Data records:
--------------------------------

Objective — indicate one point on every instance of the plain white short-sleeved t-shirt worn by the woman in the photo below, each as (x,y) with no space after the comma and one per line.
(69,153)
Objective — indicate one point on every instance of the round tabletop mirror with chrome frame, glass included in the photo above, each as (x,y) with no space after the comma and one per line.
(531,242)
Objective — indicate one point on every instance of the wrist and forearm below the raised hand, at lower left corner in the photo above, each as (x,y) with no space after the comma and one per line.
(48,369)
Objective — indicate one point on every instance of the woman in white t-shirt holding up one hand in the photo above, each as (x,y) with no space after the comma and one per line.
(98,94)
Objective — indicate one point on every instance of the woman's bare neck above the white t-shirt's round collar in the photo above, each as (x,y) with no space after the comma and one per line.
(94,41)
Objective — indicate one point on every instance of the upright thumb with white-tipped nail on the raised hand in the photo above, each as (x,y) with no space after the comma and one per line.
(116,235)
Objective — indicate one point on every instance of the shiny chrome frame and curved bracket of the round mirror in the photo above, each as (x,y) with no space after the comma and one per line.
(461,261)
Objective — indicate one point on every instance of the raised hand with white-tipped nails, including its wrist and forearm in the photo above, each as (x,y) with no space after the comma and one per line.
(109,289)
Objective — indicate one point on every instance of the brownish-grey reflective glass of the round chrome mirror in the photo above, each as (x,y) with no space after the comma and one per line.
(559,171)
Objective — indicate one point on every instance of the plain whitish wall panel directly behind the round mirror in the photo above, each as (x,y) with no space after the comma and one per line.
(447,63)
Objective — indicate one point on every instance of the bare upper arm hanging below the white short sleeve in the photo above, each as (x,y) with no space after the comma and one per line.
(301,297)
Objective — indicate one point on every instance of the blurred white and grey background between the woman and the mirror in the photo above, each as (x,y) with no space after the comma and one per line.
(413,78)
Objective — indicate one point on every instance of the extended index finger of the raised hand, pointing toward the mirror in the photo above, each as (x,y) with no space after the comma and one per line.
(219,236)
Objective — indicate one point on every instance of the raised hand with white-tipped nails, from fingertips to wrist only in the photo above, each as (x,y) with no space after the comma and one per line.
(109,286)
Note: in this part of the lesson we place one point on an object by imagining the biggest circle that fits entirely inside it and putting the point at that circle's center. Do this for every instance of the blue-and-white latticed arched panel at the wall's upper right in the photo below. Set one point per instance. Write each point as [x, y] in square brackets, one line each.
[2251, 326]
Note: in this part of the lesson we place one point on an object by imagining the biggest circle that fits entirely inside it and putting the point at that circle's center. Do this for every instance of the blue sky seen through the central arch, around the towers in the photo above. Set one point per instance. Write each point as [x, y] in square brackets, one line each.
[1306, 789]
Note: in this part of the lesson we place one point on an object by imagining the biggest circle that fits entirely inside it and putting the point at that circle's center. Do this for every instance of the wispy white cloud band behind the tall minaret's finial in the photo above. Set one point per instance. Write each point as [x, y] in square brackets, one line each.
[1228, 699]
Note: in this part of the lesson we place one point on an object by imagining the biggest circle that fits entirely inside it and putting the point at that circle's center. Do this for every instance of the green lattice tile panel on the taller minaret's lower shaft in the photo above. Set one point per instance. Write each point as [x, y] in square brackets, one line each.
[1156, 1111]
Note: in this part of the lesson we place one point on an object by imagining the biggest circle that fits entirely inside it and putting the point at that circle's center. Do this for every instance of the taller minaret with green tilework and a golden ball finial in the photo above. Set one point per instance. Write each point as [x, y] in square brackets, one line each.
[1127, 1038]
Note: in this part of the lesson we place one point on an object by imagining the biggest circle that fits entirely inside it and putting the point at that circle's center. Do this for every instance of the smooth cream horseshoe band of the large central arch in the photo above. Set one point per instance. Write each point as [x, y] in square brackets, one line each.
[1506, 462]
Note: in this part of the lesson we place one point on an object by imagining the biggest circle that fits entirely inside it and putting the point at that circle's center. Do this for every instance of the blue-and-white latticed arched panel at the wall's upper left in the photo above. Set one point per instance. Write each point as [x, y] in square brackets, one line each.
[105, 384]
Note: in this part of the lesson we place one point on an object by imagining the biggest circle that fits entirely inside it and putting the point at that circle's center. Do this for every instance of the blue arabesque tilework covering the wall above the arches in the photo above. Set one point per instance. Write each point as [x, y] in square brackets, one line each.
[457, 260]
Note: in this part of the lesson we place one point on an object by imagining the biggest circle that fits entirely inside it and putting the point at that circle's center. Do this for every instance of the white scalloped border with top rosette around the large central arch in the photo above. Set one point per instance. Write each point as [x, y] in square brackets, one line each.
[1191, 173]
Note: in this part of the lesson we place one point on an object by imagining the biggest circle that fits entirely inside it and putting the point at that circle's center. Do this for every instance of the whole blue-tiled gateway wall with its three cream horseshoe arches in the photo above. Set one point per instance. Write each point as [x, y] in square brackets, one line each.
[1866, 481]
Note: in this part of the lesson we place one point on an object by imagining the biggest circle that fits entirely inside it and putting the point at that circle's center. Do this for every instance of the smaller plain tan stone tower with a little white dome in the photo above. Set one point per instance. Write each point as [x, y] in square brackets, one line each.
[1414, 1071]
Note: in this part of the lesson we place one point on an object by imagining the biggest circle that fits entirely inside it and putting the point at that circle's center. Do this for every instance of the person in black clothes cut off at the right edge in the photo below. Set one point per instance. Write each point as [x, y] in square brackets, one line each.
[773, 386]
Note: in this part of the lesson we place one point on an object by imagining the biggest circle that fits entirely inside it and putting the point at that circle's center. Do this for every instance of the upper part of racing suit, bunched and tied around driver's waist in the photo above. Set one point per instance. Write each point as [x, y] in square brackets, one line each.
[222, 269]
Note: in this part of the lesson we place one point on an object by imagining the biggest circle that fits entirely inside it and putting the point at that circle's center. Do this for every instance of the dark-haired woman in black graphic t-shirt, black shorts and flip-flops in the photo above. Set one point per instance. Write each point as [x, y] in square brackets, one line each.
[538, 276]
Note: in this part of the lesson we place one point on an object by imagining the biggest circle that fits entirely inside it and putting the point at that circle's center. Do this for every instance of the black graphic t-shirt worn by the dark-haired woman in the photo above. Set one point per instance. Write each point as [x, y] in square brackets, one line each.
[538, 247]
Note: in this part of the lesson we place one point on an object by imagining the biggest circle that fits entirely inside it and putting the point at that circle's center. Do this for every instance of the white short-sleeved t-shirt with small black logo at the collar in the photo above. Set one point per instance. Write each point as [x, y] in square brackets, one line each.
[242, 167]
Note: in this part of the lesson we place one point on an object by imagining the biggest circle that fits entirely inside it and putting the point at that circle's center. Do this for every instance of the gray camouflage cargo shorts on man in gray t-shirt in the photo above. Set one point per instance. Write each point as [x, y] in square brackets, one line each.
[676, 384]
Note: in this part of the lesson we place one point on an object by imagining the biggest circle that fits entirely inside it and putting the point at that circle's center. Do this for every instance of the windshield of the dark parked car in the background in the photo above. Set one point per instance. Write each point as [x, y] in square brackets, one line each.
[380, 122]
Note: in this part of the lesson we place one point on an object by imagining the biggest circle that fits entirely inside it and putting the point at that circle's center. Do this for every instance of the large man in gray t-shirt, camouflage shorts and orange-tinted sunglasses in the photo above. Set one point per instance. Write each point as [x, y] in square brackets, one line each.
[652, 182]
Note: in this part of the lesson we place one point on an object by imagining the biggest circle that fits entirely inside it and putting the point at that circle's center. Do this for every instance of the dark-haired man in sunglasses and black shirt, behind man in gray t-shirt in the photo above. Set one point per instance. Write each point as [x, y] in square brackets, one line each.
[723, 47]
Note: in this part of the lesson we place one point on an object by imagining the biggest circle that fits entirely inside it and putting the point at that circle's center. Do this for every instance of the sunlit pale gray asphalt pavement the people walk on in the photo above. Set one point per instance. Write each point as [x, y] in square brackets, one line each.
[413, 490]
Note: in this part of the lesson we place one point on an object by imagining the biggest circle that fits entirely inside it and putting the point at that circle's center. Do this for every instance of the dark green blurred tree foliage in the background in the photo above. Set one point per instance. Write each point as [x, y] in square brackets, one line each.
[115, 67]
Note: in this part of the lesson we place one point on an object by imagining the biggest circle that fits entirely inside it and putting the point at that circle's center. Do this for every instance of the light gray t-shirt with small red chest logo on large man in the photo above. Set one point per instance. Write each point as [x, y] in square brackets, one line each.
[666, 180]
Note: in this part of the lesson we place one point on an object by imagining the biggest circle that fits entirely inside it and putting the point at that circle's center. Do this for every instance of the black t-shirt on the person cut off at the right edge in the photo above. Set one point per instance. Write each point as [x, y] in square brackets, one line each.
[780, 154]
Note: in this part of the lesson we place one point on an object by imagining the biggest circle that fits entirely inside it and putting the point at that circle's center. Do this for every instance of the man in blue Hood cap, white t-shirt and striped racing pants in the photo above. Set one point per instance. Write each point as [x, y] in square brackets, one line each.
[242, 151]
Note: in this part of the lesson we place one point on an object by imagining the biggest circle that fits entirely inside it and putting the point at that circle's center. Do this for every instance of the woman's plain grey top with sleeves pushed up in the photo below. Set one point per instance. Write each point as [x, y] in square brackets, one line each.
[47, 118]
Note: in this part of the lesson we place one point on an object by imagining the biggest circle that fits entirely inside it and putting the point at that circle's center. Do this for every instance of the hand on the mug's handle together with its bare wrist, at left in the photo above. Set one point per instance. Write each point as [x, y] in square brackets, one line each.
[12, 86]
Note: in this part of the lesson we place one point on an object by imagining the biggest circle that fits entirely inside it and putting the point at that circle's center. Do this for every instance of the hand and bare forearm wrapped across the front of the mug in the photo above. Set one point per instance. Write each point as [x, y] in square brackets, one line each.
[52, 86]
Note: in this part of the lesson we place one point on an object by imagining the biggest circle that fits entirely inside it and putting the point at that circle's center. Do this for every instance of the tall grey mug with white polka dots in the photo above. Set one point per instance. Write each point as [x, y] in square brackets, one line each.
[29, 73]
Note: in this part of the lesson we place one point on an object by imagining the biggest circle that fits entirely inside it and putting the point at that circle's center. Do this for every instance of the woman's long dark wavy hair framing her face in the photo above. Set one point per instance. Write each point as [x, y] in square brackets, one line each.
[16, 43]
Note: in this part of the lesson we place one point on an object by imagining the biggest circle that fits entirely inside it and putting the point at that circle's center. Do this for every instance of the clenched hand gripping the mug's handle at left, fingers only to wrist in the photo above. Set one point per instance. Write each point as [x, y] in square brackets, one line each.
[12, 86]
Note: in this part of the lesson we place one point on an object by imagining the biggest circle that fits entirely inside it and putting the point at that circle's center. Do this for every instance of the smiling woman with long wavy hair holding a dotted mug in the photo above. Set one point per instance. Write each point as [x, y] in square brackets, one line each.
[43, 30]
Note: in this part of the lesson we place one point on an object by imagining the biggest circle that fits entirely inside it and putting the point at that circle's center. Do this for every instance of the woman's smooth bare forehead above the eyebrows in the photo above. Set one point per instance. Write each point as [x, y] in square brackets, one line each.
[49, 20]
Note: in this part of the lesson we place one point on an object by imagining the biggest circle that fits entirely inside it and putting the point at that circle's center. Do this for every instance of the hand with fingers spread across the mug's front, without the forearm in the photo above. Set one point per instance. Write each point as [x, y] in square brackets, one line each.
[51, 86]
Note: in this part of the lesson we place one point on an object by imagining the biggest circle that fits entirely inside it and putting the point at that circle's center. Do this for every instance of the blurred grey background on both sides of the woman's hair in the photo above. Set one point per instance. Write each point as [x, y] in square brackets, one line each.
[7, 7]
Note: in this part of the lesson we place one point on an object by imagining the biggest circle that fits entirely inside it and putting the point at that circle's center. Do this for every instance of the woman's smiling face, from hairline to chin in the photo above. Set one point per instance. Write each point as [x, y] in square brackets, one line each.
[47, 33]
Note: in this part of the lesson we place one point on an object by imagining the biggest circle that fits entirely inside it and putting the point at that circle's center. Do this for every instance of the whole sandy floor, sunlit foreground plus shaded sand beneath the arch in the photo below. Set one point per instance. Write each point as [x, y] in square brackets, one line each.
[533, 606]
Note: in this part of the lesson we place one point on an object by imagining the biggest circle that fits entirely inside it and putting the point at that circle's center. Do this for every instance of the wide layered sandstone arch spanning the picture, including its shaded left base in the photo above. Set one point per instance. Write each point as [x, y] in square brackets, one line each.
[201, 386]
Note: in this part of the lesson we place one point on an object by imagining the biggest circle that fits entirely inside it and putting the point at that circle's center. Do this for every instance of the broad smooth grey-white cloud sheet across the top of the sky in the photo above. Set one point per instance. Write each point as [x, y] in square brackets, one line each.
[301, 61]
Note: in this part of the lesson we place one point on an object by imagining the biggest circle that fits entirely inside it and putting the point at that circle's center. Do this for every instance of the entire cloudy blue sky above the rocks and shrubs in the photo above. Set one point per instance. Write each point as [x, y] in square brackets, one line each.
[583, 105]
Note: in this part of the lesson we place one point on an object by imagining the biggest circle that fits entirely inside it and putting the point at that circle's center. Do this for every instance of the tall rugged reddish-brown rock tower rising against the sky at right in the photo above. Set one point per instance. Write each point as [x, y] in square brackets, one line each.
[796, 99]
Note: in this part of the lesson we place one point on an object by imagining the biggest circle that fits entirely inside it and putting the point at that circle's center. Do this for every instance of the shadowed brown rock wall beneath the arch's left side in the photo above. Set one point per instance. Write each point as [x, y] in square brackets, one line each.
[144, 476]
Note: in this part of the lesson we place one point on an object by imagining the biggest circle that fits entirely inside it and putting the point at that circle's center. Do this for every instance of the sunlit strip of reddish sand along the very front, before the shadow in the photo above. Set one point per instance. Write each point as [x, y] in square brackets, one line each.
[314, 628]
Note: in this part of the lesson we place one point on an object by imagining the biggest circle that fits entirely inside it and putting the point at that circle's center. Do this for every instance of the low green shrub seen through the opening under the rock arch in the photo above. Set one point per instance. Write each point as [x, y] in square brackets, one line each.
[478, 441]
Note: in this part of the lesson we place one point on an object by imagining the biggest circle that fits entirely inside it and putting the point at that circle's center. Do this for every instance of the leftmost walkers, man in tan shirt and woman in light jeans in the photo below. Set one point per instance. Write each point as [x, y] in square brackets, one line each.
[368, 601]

--------------------------------

• About this task:
Each line from the one containing "of the leftmost" through the last line of the entries above is to be returned exactly, and no others.

• Result:
Note: in this part of the lesson we place one point on an object by imagining the biggest circle that fits entirely inside it and putting the point at that circle's center. Do this for every instance of the leftmost walkers, man in tan shirt and woman in light jeans in the photo below. Set one point per instance. Write each point as [x, y] in square brackets, one line each.
[368, 601]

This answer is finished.